Description of the task: Copy the records word for word, from the line containing "Keypoint placement: for each instance of the gray-haired" through the line containing "273), (83, 91)]", both lines included. Leave the pictures out of your answer.

Dataset rows:
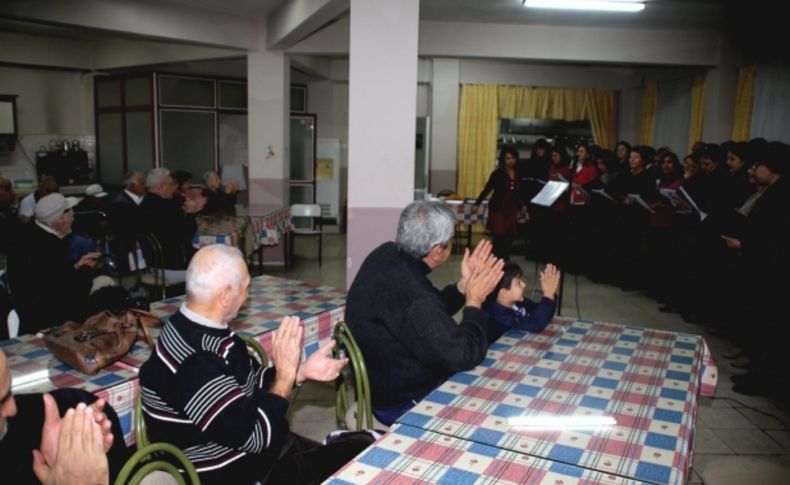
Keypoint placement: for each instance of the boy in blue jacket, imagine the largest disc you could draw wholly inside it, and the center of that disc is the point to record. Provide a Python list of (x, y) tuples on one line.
[(509, 310)]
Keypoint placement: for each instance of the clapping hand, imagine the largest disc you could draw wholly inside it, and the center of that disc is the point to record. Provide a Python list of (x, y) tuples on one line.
[(550, 281), (472, 260), (286, 354), (320, 366)]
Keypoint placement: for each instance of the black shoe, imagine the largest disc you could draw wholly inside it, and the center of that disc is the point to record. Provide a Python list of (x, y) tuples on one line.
[(668, 309), (752, 386)]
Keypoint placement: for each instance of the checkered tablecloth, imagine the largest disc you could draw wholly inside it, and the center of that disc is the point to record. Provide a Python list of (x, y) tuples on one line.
[(407, 455), (465, 215), (647, 380)]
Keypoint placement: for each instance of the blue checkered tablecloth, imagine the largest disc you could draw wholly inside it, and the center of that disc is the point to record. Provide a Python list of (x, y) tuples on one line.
[(647, 380)]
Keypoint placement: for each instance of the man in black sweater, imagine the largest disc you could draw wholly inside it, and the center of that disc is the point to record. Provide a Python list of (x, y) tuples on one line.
[(203, 393), (404, 325), (46, 288)]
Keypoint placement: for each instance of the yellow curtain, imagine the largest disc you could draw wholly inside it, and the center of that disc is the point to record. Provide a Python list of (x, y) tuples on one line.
[(649, 115), (600, 111), (483, 104), (697, 110), (744, 97), (478, 127)]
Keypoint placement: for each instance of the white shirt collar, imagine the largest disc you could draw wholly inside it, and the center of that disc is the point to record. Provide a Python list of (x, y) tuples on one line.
[(49, 229), (200, 319), (138, 199)]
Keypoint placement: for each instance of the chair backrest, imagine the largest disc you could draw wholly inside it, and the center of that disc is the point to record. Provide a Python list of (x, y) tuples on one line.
[(138, 423), (347, 346), (13, 324), (305, 210), (154, 457)]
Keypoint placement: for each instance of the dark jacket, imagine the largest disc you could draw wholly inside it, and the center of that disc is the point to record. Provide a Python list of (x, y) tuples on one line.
[(204, 394), (530, 316), (126, 222), (405, 330), (45, 288), (174, 228)]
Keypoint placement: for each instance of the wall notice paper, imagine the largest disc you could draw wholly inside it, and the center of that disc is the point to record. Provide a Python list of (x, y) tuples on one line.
[(323, 168), (639, 200), (234, 173), (550, 192)]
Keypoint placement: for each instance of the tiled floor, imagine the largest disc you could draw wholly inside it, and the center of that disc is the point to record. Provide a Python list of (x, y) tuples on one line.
[(739, 439)]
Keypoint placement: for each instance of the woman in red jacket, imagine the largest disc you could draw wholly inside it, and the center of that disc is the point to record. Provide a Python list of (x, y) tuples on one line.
[(505, 203)]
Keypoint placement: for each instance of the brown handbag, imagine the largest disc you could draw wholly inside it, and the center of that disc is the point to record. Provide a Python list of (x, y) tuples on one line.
[(101, 340)]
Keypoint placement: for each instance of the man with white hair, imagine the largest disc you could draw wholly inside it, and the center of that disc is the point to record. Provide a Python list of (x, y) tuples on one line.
[(173, 224), (403, 325), (203, 393), (46, 288)]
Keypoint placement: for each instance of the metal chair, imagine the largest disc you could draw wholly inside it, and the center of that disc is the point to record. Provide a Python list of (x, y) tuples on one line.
[(346, 411), (311, 212), (149, 460)]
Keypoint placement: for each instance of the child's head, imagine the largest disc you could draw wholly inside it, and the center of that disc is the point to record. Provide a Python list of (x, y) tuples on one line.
[(511, 286)]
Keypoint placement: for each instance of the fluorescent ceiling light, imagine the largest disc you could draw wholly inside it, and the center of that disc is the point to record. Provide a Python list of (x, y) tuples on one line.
[(609, 6), (561, 422)]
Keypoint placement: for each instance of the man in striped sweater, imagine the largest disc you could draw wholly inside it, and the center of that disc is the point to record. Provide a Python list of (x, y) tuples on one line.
[(203, 393)]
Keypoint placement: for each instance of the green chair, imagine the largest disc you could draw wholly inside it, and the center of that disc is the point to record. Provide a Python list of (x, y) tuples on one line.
[(149, 459), (255, 349), (346, 346), (138, 423)]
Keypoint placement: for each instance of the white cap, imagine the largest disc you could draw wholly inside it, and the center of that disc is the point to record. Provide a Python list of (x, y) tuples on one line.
[(95, 190), (51, 207)]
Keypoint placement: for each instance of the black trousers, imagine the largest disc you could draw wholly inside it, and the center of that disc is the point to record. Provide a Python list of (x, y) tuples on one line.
[(24, 434)]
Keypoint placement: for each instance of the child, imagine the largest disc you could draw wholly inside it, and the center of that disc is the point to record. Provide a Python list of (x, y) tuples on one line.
[(509, 310)]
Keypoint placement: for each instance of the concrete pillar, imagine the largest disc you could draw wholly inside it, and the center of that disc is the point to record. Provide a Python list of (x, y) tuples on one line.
[(445, 88), (382, 112), (267, 120)]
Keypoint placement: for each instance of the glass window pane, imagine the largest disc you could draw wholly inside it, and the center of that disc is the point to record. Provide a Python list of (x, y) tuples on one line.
[(179, 91), (108, 94), (301, 194), (187, 141), (232, 95), (110, 158), (139, 141), (302, 147), (138, 91), (298, 99)]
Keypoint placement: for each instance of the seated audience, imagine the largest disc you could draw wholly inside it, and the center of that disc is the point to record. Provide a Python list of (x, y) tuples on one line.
[(218, 198), (404, 325), (508, 309), (27, 205), (32, 435), (47, 289), (126, 218), (171, 222), (9, 222), (203, 393)]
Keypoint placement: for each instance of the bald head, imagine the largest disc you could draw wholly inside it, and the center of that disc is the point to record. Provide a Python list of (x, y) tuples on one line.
[(212, 269)]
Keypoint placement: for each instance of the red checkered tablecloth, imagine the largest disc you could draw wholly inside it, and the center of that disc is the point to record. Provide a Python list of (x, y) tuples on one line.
[(407, 455), (647, 380)]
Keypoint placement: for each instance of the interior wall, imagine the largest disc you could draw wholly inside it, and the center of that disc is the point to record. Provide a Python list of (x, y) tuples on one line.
[(50, 105)]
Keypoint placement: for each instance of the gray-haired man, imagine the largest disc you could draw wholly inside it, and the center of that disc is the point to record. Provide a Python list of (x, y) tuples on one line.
[(404, 325)]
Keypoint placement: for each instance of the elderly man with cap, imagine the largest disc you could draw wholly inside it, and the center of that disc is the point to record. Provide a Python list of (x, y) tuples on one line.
[(46, 288)]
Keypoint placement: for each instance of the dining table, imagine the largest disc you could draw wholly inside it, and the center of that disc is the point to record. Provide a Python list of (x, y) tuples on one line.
[(608, 399), (270, 299)]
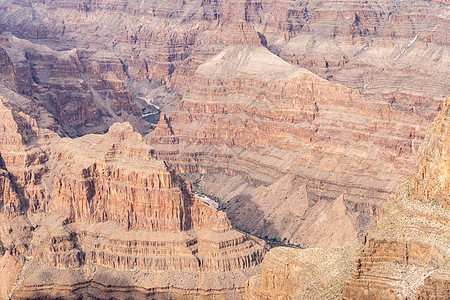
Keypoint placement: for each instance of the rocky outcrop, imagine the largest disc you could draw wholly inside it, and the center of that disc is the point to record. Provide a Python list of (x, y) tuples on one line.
[(104, 217), (313, 273), (252, 115), (432, 178), (84, 92), (118, 54), (406, 254)]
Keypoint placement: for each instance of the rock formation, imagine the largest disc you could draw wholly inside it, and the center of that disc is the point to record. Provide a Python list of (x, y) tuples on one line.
[(314, 273), (406, 255), (90, 64), (99, 216), (310, 145)]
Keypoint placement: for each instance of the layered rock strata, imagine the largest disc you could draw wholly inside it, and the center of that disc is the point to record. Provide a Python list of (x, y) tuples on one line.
[(369, 46), (99, 216), (406, 255), (311, 146), (80, 51), (314, 273), (83, 91)]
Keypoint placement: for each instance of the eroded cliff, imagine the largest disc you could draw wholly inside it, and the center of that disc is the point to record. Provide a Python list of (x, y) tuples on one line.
[(406, 254), (99, 216)]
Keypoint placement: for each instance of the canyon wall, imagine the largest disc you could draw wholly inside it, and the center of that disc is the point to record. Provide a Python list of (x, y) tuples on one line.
[(405, 255), (231, 78), (312, 149), (99, 216)]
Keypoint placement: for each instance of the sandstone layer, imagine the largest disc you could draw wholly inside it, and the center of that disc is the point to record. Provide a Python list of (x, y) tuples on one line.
[(99, 216), (314, 273), (382, 71), (310, 149), (407, 253)]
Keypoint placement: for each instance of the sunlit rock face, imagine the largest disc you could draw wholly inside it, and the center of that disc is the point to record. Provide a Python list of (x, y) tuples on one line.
[(406, 254), (99, 216), (234, 73)]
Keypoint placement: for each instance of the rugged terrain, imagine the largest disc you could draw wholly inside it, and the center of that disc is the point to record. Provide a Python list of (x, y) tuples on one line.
[(242, 106), (99, 216), (405, 255)]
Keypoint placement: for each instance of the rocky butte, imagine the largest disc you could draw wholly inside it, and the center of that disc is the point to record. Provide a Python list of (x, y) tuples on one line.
[(406, 254), (99, 217), (288, 112), (300, 118)]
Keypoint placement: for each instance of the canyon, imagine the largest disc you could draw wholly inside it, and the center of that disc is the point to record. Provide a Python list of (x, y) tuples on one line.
[(297, 120), (99, 216), (405, 255), (256, 95)]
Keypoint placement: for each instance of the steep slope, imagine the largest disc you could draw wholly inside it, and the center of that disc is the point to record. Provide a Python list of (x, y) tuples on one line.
[(377, 59), (310, 146), (314, 273), (98, 216), (407, 253)]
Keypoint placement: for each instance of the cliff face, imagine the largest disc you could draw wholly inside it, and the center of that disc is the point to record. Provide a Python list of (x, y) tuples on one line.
[(313, 147), (404, 256), (83, 92), (89, 65), (104, 218), (432, 178), (314, 273), (407, 253)]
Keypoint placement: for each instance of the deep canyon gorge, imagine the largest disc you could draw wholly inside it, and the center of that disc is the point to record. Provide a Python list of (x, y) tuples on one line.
[(318, 125)]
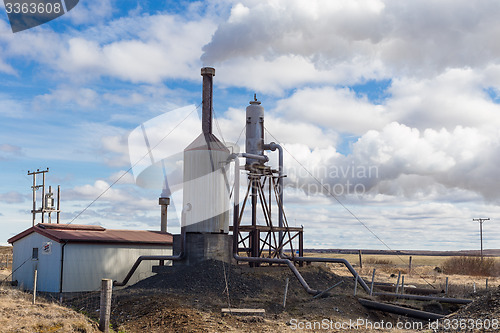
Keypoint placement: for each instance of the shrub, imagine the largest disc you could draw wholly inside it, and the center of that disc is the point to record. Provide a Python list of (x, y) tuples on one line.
[(471, 266)]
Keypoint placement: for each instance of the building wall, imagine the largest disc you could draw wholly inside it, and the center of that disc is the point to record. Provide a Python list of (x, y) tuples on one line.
[(48, 264), (86, 264)]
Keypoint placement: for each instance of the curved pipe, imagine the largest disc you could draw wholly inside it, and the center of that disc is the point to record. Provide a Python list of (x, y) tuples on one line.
[(272, 147), (179, 256)]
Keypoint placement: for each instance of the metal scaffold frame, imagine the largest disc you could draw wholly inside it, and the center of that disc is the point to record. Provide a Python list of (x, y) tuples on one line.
[(269, 240)]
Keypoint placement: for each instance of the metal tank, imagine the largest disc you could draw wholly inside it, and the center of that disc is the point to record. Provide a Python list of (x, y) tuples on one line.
[(254, 132), (206, 192)]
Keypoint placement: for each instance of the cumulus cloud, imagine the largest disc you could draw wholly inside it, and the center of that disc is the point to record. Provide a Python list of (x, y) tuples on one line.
[(337, 39)]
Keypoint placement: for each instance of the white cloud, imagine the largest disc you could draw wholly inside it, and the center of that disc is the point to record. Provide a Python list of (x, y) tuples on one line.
[(337, 109)]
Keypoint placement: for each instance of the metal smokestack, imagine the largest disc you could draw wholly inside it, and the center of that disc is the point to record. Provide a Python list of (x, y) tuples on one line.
[(206, 120)]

Solution for this task:
Keypoint placement: for each instance of the gray-haired man, imagine the largest disc you could draw wholly inside it, and the center of that disc is the point to record. Provide a Python list of (x, y) tuples on one line.
[(404, 325)]
Keypoint placement: for each instance of the elderly man with cap, imagine the largest disc you could draw wholly inside it, and the center of that disc is the point to record. Provide a Python list of (x, y) tuples on one line.
[(46, 288)]
Keypoint placement: for each instance of the dining table, imagine the largest disc you could draw wholly inside it, and the center of that disc is the point to record. Provide a Python list of (x, y) tuples on one line.
[(608, 399), (270, 299)]
Keypoint placement: for each instance of the rocky outcrop, imagine the largest disc you could draw wholly inside it, and the center of that disc is the point to record. Provide a Python list of (x, y) tuples on one line.
[(104, 217), (313, 273), (252, 115), (432, 178), (84, 92), (118, 54), (406, 254)]
Keypoint placement: for each instance of the rock formation, imagine the largest disc you could draw wholly inside it, and the center of that disc is the point to record. Provide a Python list of (x, y) tuples on one line.
[(314, 273), (406, 255), (90, 64), (99, 216), (310, 145)]
Keypoint placement: for each instance of the layered rock strata, imagine the largest disc you could draw wholly inside it, and the center of that disc is the point to record. Provide a Python list of (x, y) tuples on one line.
[(369, 46), (99, 216), (406, 255), (311, 146), (80, 51), (314, 273), (83, 91)]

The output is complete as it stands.